#### [SUPPLIED INFORMATION]
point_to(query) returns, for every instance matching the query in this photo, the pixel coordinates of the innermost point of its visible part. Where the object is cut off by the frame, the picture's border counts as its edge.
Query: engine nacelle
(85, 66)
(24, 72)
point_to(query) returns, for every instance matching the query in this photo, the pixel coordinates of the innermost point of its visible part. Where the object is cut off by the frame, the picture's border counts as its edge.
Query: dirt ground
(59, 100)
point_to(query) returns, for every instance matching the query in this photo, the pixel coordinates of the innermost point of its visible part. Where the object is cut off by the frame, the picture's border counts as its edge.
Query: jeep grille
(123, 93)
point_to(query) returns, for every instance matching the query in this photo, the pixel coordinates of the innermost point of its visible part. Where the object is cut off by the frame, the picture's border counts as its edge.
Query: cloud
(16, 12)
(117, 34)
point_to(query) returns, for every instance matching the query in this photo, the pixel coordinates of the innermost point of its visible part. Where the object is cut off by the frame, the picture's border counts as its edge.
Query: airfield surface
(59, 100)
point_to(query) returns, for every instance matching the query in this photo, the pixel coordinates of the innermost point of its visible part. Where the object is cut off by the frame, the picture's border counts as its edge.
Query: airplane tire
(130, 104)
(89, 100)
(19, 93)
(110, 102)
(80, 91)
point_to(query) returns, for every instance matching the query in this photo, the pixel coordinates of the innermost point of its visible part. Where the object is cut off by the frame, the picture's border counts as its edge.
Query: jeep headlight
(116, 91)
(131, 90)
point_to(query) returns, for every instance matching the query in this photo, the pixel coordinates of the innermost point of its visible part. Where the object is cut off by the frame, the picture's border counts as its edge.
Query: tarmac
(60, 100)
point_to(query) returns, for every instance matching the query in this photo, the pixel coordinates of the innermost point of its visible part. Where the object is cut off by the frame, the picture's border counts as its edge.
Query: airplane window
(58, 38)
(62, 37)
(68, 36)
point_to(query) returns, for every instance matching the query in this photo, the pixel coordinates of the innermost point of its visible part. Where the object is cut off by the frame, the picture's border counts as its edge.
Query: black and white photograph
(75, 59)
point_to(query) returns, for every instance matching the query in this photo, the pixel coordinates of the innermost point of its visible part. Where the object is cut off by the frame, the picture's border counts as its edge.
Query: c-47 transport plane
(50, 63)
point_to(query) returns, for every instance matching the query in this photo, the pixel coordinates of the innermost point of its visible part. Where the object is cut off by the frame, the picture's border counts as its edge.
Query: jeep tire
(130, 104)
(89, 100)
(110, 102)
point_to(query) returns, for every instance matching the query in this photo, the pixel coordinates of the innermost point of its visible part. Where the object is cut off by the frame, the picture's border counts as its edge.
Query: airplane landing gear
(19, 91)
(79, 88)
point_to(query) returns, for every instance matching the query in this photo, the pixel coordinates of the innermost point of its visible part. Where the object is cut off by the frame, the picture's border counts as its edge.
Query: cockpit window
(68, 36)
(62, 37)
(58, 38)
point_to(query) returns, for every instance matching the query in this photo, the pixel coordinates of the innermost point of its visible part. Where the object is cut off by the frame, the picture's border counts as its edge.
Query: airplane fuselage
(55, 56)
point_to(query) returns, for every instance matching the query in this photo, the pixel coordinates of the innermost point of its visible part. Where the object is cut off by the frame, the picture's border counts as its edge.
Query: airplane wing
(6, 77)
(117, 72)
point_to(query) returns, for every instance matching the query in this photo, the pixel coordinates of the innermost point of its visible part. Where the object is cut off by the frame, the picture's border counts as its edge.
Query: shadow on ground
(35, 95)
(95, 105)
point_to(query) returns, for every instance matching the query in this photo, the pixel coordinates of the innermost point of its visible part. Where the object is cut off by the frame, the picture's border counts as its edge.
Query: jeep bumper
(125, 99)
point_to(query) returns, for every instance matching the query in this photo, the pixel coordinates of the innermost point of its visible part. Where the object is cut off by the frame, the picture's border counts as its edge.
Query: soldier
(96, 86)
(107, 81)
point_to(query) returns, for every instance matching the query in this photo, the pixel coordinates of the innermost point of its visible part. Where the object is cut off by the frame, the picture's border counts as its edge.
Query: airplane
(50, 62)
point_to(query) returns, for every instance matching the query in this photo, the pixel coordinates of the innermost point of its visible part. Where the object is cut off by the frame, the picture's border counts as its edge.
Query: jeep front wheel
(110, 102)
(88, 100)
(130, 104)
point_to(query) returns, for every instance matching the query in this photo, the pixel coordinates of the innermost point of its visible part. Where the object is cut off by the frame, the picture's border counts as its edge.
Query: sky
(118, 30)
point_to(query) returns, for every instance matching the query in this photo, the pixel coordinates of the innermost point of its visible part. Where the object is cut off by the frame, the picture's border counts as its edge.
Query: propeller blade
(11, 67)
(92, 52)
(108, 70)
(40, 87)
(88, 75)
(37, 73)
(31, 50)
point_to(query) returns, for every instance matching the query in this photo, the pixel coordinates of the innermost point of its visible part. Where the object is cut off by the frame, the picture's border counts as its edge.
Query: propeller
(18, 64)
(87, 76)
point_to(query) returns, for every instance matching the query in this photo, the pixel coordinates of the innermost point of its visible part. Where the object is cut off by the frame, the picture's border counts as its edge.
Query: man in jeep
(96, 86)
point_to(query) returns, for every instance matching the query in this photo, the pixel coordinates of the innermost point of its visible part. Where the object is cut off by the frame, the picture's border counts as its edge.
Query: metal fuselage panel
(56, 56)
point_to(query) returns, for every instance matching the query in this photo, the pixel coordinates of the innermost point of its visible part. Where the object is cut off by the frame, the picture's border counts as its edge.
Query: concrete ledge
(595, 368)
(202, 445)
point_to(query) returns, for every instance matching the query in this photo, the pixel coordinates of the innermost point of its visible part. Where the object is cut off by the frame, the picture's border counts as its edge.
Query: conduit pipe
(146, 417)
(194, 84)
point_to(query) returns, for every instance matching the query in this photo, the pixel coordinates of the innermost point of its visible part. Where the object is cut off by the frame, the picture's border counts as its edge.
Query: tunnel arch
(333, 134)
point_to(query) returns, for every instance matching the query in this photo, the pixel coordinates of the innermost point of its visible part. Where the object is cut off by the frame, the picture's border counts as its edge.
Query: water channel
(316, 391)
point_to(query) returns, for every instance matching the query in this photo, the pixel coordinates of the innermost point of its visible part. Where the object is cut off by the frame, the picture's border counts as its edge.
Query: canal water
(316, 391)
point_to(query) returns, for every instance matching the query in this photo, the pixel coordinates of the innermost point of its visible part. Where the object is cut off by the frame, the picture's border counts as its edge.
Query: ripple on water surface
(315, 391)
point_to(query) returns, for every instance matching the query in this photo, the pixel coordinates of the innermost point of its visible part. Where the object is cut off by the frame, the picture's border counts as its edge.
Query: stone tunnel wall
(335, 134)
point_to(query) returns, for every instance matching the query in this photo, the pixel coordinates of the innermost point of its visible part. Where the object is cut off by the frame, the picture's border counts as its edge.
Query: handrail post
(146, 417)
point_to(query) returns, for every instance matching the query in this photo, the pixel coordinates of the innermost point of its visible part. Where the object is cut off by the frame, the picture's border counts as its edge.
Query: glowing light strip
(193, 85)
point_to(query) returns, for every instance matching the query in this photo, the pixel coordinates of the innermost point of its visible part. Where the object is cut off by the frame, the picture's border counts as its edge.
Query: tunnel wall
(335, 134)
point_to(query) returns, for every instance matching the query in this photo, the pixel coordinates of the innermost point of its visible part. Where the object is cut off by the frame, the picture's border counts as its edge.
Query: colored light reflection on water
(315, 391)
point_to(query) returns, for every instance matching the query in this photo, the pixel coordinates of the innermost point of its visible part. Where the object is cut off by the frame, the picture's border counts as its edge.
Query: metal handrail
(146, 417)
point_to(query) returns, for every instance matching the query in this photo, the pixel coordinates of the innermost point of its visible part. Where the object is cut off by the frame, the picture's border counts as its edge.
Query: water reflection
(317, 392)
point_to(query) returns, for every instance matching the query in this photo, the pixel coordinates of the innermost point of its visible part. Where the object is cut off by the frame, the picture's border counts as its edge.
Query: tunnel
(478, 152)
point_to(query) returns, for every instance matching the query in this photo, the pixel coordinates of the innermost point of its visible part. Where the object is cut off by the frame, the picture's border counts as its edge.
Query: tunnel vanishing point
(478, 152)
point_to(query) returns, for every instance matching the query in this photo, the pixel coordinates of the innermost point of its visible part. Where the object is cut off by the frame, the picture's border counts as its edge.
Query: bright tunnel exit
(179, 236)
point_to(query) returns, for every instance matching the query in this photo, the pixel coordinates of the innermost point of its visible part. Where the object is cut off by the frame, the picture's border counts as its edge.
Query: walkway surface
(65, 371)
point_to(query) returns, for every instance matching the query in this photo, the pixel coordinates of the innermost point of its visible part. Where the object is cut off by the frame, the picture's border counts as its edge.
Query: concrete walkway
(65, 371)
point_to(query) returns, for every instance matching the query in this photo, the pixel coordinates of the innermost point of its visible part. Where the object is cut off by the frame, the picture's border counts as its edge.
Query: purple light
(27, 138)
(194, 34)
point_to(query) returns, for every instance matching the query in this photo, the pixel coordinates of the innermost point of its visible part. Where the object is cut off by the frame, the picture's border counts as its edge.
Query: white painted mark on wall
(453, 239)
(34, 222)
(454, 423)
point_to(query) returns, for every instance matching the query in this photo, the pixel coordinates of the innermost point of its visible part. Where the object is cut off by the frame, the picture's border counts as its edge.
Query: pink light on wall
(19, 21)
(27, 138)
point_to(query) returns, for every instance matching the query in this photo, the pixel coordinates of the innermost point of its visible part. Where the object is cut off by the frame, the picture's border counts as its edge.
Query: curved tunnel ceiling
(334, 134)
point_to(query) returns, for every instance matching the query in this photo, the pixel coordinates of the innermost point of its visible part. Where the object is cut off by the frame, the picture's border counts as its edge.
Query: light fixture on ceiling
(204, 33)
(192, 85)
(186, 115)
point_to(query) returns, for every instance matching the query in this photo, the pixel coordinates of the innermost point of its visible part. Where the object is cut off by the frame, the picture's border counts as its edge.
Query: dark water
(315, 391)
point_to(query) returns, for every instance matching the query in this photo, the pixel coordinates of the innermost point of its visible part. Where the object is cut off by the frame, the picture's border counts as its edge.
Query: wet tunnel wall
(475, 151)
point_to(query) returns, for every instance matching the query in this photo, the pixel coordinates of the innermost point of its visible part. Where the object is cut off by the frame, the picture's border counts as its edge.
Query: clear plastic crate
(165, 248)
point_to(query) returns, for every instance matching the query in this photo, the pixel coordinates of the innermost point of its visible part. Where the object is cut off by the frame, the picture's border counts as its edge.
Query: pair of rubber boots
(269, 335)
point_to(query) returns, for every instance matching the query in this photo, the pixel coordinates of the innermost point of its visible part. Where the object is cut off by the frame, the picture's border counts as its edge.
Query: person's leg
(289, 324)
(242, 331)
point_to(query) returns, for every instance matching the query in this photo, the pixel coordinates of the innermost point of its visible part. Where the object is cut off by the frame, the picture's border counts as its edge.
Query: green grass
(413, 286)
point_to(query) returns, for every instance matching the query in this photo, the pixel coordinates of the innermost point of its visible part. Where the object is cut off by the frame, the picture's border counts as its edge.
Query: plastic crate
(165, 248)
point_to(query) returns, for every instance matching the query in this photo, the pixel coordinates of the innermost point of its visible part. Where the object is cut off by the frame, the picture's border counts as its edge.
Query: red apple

#### [WHAT TO WORK ON]
Return, exactly and without additions, the lines that run from the one containing "Query: plastic crate" to the end of the material above.

#### [WRITTEN ANSWER]
Query: plastic crate
(165, 248)
point_to(query) returns, for every instance matching the query in this photo, the pixel coordinates of the innermost point of its visible part. Where the object is cut off by the frame, the picture's border counts as its edge.
Query: red apple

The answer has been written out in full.